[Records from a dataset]
== == ==
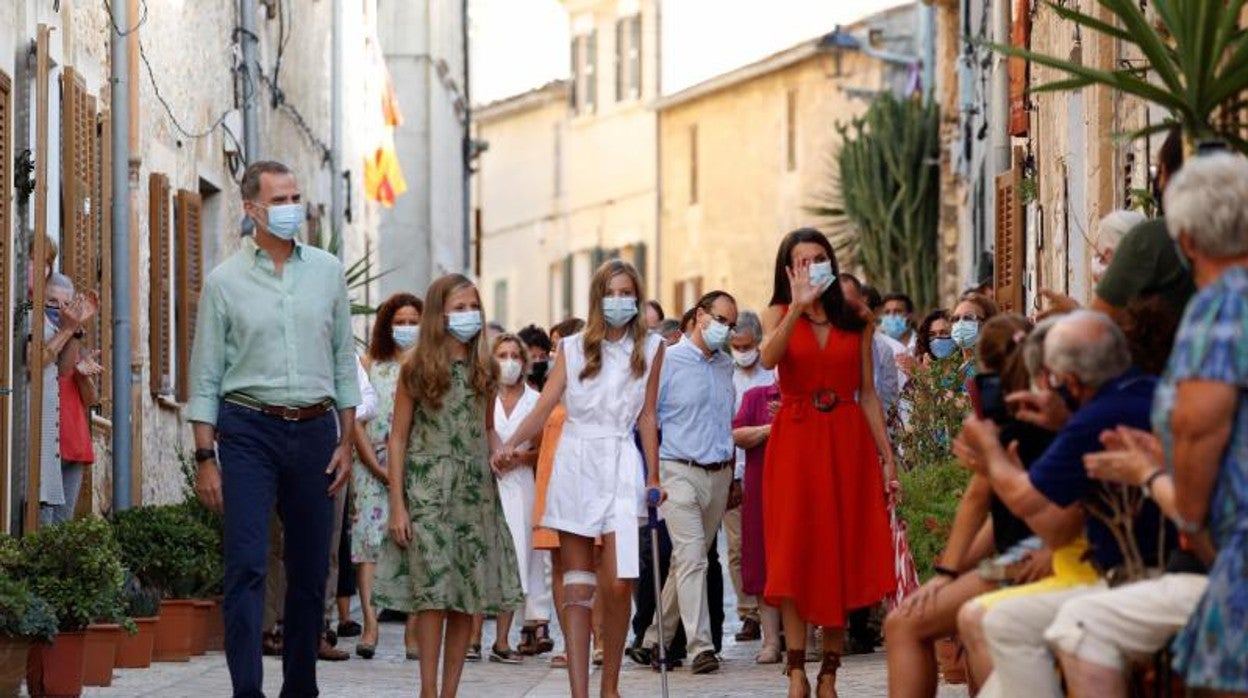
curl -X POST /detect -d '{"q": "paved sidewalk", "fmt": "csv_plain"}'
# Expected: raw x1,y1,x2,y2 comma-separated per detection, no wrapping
75,622,966,698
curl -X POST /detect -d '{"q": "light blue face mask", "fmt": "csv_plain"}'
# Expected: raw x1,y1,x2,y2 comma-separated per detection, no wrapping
810,260,836,293
447,310,480,343
880,315,906,340
929,337,957,358
950,320,980,348
603,296,636,327
703,317,730,351
260,204,305,240
391,325,421,350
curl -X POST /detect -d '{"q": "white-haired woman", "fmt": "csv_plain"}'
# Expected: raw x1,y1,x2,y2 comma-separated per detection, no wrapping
1153,154,1248,696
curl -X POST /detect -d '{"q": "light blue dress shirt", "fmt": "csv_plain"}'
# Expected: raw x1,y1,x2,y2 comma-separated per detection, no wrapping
659,337,736,465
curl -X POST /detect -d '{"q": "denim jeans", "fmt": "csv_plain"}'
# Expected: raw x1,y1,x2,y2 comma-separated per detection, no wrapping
217,402,338,697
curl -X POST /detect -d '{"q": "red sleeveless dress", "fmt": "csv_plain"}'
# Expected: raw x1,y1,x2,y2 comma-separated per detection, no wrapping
763,318,896,627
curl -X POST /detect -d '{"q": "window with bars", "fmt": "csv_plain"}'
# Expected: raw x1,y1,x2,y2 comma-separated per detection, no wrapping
569,31,598,114
615,15,641,102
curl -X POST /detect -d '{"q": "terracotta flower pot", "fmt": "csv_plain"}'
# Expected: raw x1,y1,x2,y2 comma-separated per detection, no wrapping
82,623,122,686
191,599,212,657
936,637,966,686
117,617,157,669
207,598,226,652
26,631,86,696
0,637,31,696
152,599,195,662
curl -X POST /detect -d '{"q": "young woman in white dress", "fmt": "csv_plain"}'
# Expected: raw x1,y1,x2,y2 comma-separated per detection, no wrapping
470,333,550,664
494,260,663,698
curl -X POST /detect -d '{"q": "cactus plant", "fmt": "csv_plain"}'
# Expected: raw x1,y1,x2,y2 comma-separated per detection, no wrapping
811,94,940,307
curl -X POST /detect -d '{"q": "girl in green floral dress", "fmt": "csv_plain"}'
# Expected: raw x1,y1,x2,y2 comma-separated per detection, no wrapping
373,273,524,698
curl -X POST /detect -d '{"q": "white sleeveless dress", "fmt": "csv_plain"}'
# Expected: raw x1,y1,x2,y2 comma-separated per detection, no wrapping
542,335,663,579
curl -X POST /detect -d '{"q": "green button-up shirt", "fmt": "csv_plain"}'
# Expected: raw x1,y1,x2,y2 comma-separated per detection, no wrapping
186,237,359,425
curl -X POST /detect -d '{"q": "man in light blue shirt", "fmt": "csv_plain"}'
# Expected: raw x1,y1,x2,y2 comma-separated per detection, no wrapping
187,161,361,697
644,291,736,674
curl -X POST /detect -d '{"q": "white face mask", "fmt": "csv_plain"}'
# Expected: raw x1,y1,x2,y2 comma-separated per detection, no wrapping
498,358,524,386
733,347,759,368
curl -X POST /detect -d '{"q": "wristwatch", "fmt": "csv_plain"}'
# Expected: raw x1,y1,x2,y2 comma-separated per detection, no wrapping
1139,468,1166,499
195,448,217,463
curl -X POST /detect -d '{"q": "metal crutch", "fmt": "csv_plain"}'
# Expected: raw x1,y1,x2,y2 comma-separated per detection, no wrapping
645,487,668,698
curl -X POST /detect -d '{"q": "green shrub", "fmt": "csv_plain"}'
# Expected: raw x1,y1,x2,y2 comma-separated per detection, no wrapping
15,517,125,631
112,504,222,598
0,577,56,642
897,457,971,581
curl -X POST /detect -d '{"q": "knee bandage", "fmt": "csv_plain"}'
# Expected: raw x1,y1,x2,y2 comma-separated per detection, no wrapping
563,569,598,611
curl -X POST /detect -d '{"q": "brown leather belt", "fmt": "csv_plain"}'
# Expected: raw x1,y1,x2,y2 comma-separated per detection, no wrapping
664,458,736,472
225,392,333,422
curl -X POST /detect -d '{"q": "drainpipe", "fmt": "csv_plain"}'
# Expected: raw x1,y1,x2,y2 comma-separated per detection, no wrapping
461,0,469,275
109,0,134,511
238,0,260,165
329,0,347,260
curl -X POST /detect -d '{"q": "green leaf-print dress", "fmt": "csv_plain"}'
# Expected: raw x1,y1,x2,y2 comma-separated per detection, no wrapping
373,362,524,613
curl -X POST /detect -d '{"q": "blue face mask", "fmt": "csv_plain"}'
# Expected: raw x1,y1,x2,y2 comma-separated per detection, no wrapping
703,317,729,351
929,337,957,358
951,320,980,348
391,325,421,350
880,315,906,340
810,261,836,292
603,296,636,327
447,310,480,343
260,204,305,240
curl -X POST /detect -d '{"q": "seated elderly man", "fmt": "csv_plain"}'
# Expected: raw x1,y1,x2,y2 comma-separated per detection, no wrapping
958,311,1173,697
1046,155,1248,698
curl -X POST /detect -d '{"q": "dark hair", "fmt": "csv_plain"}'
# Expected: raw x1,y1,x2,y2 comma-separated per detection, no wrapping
368,293,424,361
975,313,1031,402
1118,296,1179,376
915,308,948,358
768,227,866,332
550,317,585,346
515,325,550,353
238,160,292,201
680,306,698,332
881,291,915,313
862,285,884,312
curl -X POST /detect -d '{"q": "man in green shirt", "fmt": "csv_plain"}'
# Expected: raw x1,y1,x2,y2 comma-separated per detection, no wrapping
186,161,359,697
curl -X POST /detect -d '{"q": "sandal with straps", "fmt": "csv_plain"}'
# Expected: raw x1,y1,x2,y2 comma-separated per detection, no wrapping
815,652,841,698
784,649,810,698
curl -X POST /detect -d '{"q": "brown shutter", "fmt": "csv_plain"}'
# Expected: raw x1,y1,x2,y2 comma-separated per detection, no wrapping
992,166,1025,313
175,189,203,402
0,72,11,527
95,111,112,420
61,67,99,302
147,172,171,395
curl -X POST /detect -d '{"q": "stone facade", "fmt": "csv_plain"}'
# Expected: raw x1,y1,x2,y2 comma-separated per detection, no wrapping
0,0,391,526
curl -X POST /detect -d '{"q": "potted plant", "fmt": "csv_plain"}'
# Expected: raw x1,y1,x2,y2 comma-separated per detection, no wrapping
117,581,160,669
12,517,125,696
0,571,56,696
112,504,221,662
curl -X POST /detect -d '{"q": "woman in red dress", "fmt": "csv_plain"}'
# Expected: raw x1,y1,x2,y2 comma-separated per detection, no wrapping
761,229,896,698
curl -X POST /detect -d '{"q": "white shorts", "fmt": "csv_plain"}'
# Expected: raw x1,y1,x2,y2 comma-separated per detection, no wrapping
1045,574,1209,671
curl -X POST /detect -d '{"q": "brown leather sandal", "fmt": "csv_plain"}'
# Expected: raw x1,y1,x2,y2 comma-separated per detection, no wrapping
815,651,841,698
784,649,810,698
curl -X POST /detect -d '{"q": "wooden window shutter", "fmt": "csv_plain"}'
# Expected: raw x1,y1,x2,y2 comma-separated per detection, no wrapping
147,172,172,395
61,67,99,302
0,71,12,522
992,166,1025,313
175,189,203,402
95,110,112,420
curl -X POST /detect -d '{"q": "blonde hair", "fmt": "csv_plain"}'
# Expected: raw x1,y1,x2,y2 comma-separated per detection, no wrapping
579,260,648,381
399,273,498,410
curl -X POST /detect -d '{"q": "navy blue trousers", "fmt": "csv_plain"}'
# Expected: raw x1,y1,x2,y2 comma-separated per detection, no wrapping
217,402,338,698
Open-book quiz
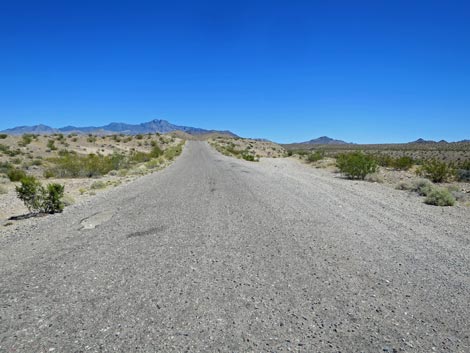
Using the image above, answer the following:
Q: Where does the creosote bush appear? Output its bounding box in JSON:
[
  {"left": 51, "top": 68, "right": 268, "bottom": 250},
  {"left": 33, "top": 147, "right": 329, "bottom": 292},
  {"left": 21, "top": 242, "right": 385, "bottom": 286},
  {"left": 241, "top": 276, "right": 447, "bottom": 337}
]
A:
[
  {"left": 16, "top": 176, "right": 64, "bottom": 213},
  {"left": 416, "top": 159, "right": 455, "bottom": 183},
  {"left": 7, "top": 168, "right": 26, "bottom": 181},
  {"left": 336, "top": 152, "right": 378, "bottom": 180},
  {"left": 307, "top": 151, "right": 325, "bottom": 162}
]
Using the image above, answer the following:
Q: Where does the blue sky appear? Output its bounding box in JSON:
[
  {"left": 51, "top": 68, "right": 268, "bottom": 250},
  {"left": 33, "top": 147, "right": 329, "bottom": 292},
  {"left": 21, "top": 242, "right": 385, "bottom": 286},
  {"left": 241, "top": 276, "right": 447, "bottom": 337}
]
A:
[{"left": 0, "top": 0, "right": 470, "bottom": 143}]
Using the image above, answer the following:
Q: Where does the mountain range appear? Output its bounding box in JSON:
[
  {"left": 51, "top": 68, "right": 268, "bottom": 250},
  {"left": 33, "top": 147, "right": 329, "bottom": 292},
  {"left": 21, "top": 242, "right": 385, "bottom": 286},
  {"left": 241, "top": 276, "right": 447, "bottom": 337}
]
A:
[
  {"left": 300, "top": 136, "right": 349, "bottom": 145},
  {"left": 1, "top": 119, "right": 236, "bottom": 137}
]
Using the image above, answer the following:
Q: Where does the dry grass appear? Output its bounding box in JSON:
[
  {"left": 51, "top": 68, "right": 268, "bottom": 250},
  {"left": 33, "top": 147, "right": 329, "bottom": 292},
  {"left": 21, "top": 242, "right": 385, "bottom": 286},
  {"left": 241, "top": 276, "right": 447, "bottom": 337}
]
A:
[
  {"left": 0, "top": 134, "right": 184, "bottom": 220},
  {"left": 209, "top": 136, "right": 286, "bottom": 160}
]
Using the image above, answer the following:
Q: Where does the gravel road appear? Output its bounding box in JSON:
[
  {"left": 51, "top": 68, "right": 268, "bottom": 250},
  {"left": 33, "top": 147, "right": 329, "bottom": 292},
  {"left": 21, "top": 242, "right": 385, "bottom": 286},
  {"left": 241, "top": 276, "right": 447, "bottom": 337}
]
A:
[{"left": 0, "top": 142, "right": 470, "bottom": 352}]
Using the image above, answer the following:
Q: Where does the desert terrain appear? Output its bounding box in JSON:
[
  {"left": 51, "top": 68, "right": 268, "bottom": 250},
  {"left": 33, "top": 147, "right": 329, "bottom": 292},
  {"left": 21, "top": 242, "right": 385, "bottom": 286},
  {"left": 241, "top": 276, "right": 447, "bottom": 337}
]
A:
[{"left": 0, "top": 141, "right": 470, "bottom": 353}]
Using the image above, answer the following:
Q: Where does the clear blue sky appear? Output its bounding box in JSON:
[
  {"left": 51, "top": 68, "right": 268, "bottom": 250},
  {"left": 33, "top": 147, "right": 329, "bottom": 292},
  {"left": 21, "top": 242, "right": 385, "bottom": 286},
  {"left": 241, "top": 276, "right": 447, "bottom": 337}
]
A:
[{"left": 0, "top": 0, "right": 470, "bottom": 143}]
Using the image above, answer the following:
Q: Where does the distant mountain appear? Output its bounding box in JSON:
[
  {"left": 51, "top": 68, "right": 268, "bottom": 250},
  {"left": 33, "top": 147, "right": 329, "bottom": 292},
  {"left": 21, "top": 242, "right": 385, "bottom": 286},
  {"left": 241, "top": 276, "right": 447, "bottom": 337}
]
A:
[
  {"left": 408, "top": 138, "right": 450, "bottom": 144},
  {"left": 301, "top": 136, "right": 349, "bottom": 145},
  {"left": 0, "top": 124, "right": 58, "bottom": 135},
  {"left": 1, "top": 119, "right": 236, "bottom": 136}
]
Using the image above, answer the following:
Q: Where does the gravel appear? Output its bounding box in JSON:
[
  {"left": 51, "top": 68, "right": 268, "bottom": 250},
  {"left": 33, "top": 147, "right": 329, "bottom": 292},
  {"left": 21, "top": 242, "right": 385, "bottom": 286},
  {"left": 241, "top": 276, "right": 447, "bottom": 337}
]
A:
[{"left": 0, "top": 142, "right": 470, "bottom": 352}]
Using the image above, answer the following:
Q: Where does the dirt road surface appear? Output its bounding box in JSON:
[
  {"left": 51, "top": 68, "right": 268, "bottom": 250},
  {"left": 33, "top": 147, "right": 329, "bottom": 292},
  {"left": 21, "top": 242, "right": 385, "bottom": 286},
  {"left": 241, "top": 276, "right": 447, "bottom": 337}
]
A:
[{"left": 0, "top": 142, "right": 470, "bottom": 352}]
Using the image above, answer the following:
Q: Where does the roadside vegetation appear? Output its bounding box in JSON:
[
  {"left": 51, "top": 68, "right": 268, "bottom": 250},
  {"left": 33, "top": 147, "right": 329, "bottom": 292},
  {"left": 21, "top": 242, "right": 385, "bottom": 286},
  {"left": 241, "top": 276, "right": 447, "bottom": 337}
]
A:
[
  {"left": 0, "top": 133, "right": 185, "bottom": 219},
  {"left": 287, "top": 144, "right": 470, "bottom": 206},
  {"left": 209, "top": 137, "right": 286, "bottom": 162}
]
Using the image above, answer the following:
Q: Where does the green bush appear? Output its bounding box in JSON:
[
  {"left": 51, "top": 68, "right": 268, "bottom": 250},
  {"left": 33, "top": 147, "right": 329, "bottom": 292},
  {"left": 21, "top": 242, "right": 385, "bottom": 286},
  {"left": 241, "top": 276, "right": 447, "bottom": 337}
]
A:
[
  {"left": 150, "top": 145, "right": 163, "bottom": 158},
  {"left": 44, "top": 150, "right": 130, "bottom": 178},
  {"left": 41, "top": 184, "right": 64, "bottom": 213},
  {"left": 163, "top": 142, "right": 184, "bottom": 160},
  {"left": 456, "top": 169, "right": 470, "bottom": 182},
  {"left": 242, "top": 153, "right": 256, "bottom": 162},
  {"left": 47, "top": 140, "right": 57, "bottom": 151},
  {"left": 424, "top": 188, "right": 455, "bottom": 206},
  {"left": 90, "top": 180, "right": 106, "bottom": 190},
  {"left": 16, "top": 176, "right": 43, "bottom": 212},
  {"left": 410, "top": 179, "right": 434, "bottom": 196},
  {"left": 7, "top": 168, "right": 26, "bottom": 181},
  {"left": 336, "top": 152, "right": 378, "bottom": 180},
  {"left": 18, "top": 134, "right": 34, "bottom": 146},
  {"left": 16, "top": 176, "right": 64, "bottom": 213},
  {"left": 392, "top": 156, "right": 415, "bottom": 170},
  {"left": 307, "top": 151, "right": 325, "bottom": 162},
  {"left": 417, "top": 159, "right": 455, "bottom": 183}
]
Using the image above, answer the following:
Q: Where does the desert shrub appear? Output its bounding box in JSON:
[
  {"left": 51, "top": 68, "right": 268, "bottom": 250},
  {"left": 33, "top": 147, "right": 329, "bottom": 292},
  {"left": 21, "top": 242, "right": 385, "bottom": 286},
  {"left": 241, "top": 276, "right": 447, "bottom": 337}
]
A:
[
  {"left": 364, "top": 173, "right": 384, "bottom": 184},
  {"left": 410, "top": 179, "right": 434, "bottom": 196},
  {"left": 307, "top": 151, "right": 325, "bottom": 162},
  {"left": 18, "top": 134, "right": 34, "bottom": 146},
  {"left": 45, "top": 151, "right": 129, "bottom": 178},
  {"left": 41, "top": 184, "right": 64, "bottom": 213},
  {"left": 417, "top": 159, "right": 455, "bottom": 183},
  {"left": 456, "top": 169, "right": 470, "bottom": 182},
  {"left": 90, "top": 180, "right": 106, "bottom": 190},
  {"left": 392, "top": 156, "right": 415, "bottom": 170},
  {"left": 373, "top": 154, "right": 393, "bottom": 167},
  {"left": 16, "top": 176, "right": 64, "bottom": 213},
  {"left": 242, "top": 153, "right": 256, "bottom": 162},
  {"left": 16, "top": 176, "right": 43, "bottom": 212},
  {"left": 145, "top": 158, "right": 163, "bottom": 169},
  {"left": 47, "top": 140, "right": 57, "bottom": 151},
  {"left": 163, "top": 143, "right": 184, "bottom": 160},
  {"left": 0, "top": 162, "right": 13, "bottom": 175},
  {"left": 336, "top": 152, "right": 378, "bottom": 180},
  {"left": 7, "top": 168, "right": 26, "bottom": 181},
  {"left": 424, "top": 188, "right": 455, "bottom": 206},
  {"left": 130, "top": 151, "right": 152, "bottom": 163}
]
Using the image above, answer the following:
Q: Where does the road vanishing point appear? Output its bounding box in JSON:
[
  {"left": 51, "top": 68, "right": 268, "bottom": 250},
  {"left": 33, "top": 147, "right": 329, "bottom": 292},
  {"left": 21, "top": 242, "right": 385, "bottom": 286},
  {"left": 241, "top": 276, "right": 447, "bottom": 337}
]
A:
[{"left": 0, "top": 141, "right": 470, "bottom": 353}]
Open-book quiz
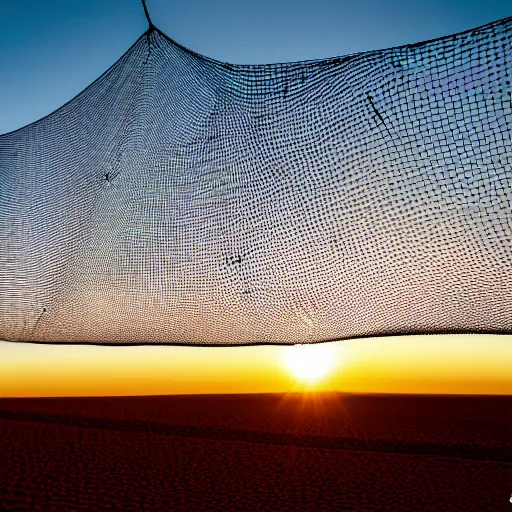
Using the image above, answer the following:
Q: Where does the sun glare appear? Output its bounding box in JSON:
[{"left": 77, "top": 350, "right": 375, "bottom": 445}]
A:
[{"left": 285, "top": 344, "right": 334, "bottom": 384}]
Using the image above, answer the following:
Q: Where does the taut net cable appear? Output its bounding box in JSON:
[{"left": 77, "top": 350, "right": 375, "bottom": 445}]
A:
[{"left": 0, "top": 18, "right": 512, "bottom": 345}]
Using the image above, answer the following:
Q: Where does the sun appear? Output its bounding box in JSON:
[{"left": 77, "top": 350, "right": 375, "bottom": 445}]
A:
[{"left": 285, "top": 344, "right": 334, "bottom": 384}]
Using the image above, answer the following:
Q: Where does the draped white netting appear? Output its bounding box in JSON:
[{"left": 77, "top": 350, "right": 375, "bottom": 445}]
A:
[{"left": 0, "top": 18, "right": 512, "bottom": 345}]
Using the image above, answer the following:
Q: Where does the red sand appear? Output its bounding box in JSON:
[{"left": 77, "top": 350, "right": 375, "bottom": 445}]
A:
[{"left": 0, "top": 394, "right": 512, "bottom": 512}]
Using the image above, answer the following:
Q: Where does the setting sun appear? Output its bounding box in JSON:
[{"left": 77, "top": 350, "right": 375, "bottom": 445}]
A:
[{"left": 285, "top": 344, "right": 334, "bottom": 383}]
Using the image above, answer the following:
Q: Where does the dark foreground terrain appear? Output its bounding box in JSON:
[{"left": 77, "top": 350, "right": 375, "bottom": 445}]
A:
[{"left": 0, "top": 393, "right": 512, "bottom": 512}]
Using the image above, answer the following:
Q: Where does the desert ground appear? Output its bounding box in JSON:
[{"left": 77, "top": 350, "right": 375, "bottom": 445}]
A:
[{"left": 0, "top": 393, "right": 512, "bottom": 512}]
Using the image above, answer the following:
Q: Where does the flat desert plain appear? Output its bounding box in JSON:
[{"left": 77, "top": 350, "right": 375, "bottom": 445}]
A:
[{"left": 0, "top": 393, "right": 512, "bottom": 512}]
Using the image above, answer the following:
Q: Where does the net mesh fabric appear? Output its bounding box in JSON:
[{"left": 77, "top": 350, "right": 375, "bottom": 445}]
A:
[{"left": 0, "top": 18, "right": 512, "bottom": 345}]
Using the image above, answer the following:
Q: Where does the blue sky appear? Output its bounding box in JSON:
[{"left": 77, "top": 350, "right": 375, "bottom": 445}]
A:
[{"left": 0, "top": 0, "right": 512, "bottom": 133}]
== == ==
**AIM:**
Turn the lines of the records above into a Markdown table with the columns Row and Line, starting at the line with "in light blue" and running up to and including the line with "645,487,668,698". Number the lines in Row and omit any blank ones.

**TASK ANSWER:**
| Row | Line |
|---|---|
| 1 | curl -X POST /detect -d '{"q": "man in light blue shirt", "fmt": "csv_plain"}' |
| 2 | # Expected: raw x1,y1,x2,y2 comma-separated per detection, no wrapping |
| 3 | 187,161,361,697 |
| 4 | 644,291,736,674 |
| 5 | curl -X POST /detect -d '{"q": "white face mask", "fmt": "csv_plain"}' |
| 6 | # Expected: raw x1,y1,x2,y2 comma-separated per detection, no wrapping |
| 7 | 498,358,524,386 |
| 8 | 733,347,759,368 |
| 9 | curl -X POST /detect -d '{"q": "wristwatch", "fmt": "csv_plain"}' |
| 10 | # Expected: raw x1,y1,x2,y2 comma-separated per detection, no wrapping |
| 11 | 1139,468,1166,499 |
| 12 | 195,448,217,463 |
| 13 | curl -X POST /detect -d '{"q": "metal crutch", "fmt": "csv_plain"}' |
| 14 | # Expected: raw x1,y1,x2,y2 comma-separated per detection, no wrapping |
| 15 | 645,487,668,698 |